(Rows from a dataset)
====================
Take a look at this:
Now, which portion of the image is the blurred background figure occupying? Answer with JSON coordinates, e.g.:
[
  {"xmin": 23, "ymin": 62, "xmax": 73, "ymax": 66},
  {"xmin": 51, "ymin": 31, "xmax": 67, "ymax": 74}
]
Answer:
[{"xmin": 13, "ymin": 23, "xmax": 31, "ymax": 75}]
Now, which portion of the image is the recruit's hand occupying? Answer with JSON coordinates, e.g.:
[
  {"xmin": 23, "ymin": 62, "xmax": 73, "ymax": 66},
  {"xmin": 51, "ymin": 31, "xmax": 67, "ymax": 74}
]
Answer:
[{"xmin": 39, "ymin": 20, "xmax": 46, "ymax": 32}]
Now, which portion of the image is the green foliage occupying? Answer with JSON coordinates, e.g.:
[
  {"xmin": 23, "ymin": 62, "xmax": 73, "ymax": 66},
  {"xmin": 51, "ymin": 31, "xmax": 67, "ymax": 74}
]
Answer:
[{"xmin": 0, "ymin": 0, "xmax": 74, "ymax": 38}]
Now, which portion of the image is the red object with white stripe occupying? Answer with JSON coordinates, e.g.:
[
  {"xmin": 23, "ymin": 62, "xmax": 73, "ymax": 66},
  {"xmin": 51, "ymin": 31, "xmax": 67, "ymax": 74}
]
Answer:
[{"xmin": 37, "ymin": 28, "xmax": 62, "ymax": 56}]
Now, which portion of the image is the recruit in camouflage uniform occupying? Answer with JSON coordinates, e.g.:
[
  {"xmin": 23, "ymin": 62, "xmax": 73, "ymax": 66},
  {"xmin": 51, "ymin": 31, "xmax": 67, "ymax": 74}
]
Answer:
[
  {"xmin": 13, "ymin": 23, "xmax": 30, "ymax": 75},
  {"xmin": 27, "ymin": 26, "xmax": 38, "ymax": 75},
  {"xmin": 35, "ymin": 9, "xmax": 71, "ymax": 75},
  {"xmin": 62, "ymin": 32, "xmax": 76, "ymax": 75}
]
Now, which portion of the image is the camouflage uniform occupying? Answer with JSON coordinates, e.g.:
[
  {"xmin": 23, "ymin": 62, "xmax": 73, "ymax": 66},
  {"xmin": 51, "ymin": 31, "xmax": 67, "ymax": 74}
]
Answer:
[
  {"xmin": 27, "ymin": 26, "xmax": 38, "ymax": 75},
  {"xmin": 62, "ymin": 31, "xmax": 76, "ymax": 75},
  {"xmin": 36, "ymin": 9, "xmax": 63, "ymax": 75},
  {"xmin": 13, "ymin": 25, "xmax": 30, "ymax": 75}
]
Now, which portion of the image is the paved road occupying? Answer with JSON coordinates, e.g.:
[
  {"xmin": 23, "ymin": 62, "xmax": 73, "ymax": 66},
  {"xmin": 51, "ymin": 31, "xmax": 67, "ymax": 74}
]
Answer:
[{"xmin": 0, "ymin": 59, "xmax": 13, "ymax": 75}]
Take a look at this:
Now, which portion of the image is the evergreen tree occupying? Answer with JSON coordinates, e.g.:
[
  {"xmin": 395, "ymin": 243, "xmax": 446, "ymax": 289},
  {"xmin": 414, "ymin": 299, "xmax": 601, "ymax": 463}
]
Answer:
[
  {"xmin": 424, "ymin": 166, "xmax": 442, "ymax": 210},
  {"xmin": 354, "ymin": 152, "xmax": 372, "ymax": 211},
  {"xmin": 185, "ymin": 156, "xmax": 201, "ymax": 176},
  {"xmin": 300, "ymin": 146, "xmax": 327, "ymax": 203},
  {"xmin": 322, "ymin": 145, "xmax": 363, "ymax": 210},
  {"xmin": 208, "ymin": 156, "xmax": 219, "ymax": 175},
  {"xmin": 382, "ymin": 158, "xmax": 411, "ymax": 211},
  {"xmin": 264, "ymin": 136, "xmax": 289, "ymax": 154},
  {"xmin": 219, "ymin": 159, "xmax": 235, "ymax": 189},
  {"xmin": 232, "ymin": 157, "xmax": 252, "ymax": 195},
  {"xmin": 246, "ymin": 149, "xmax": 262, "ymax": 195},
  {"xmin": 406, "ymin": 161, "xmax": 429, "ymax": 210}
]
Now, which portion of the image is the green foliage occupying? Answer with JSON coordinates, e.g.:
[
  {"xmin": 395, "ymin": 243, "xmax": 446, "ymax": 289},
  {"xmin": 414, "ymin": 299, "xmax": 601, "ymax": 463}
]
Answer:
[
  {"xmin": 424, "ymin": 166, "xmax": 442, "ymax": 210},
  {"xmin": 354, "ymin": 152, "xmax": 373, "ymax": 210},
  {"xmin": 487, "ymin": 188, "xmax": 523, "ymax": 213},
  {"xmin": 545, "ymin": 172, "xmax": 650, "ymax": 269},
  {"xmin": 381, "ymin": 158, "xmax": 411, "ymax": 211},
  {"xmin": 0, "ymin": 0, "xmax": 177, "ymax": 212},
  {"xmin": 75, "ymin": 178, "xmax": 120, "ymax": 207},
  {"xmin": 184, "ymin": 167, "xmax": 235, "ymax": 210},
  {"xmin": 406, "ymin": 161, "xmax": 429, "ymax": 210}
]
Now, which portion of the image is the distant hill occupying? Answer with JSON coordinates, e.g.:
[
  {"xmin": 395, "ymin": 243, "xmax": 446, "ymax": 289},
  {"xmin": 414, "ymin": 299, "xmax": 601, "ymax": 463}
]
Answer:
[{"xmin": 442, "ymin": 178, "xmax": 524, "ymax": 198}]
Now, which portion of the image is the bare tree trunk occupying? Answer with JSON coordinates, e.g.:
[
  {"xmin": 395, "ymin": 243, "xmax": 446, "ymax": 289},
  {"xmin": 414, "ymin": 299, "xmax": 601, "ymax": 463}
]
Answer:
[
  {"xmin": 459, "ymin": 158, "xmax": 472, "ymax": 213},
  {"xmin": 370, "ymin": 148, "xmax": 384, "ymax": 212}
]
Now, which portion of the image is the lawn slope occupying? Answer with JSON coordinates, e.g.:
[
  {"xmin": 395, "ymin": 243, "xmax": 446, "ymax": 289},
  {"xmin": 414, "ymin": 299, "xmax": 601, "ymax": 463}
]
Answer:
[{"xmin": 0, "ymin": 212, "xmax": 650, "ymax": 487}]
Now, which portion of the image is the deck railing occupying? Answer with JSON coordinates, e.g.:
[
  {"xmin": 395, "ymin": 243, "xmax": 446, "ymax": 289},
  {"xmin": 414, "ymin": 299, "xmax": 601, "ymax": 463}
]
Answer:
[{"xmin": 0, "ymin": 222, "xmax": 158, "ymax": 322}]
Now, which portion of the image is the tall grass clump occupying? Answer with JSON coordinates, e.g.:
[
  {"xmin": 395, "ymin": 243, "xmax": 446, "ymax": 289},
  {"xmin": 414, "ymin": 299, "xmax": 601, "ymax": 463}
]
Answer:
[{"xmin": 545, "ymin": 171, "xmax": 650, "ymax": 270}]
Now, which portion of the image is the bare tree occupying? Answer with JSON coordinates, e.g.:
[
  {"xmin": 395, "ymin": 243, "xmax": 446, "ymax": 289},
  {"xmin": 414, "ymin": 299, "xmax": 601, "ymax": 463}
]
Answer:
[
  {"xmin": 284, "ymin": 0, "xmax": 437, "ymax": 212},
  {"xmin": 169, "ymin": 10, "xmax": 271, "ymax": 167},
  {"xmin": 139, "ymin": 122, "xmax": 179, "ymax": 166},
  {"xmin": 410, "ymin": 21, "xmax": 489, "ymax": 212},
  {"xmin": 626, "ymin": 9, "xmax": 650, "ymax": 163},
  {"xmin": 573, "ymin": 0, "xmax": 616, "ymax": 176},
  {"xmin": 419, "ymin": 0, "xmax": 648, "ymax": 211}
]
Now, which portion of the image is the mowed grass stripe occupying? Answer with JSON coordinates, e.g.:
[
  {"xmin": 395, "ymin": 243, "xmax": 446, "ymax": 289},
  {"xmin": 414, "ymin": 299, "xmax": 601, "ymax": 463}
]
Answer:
====================
● **Exercise requirements**: Substitute "box coordinates" for "JSON coordinates" in the records from the line containing "Now, which portion of the image is the bare tree occupying?" through the end of the records, and give only those lines again with all else unchanged.

● **Answer to the exercise**:
Now, which portion of the image is the bare tree occupying? Answer with box coordinates, e.g.:
[
  {"xmin": 395, "ymin": 243, "xmax": 446, "ymax": 289},
  {"xmin": 414, "ymin": 299, "xmax": 601, "ymax": 463}
]
Answer:
[
  {"xmin": 284, "ymin": 0, "xmax": 437, "ymax": 212},
  {"xmin": 169, "ymin": 10, "xmax": 271, "ymax": 167},
  {"xmin": 139, "ymin": 122, "xmax": 179, "ymax": 166},
  {"xmin": 410, "ymin": 21, "xmax": 489, "ymax": 212},
  {"xmin": 626, "ymin": 9, "xmax": 650, "ymax": 163},
  {"xmin": 573, "ymin": 0, "xmax": 616, "ymax": 176},
  {"xmin": 419, "ymin": 0, "xmax": 648, "ymax": 211}
]
Now, which portion of the image is the mowed grass stripe occupying? Answer with box coordinates, e.g.:
[
  {"xmin": 395, "ymin": 243, "xmax": 446, "ymax": 289},
  {"xmin": 414, "ymin": 299, "xmax": 601, "ymax": 463}
]
Answer:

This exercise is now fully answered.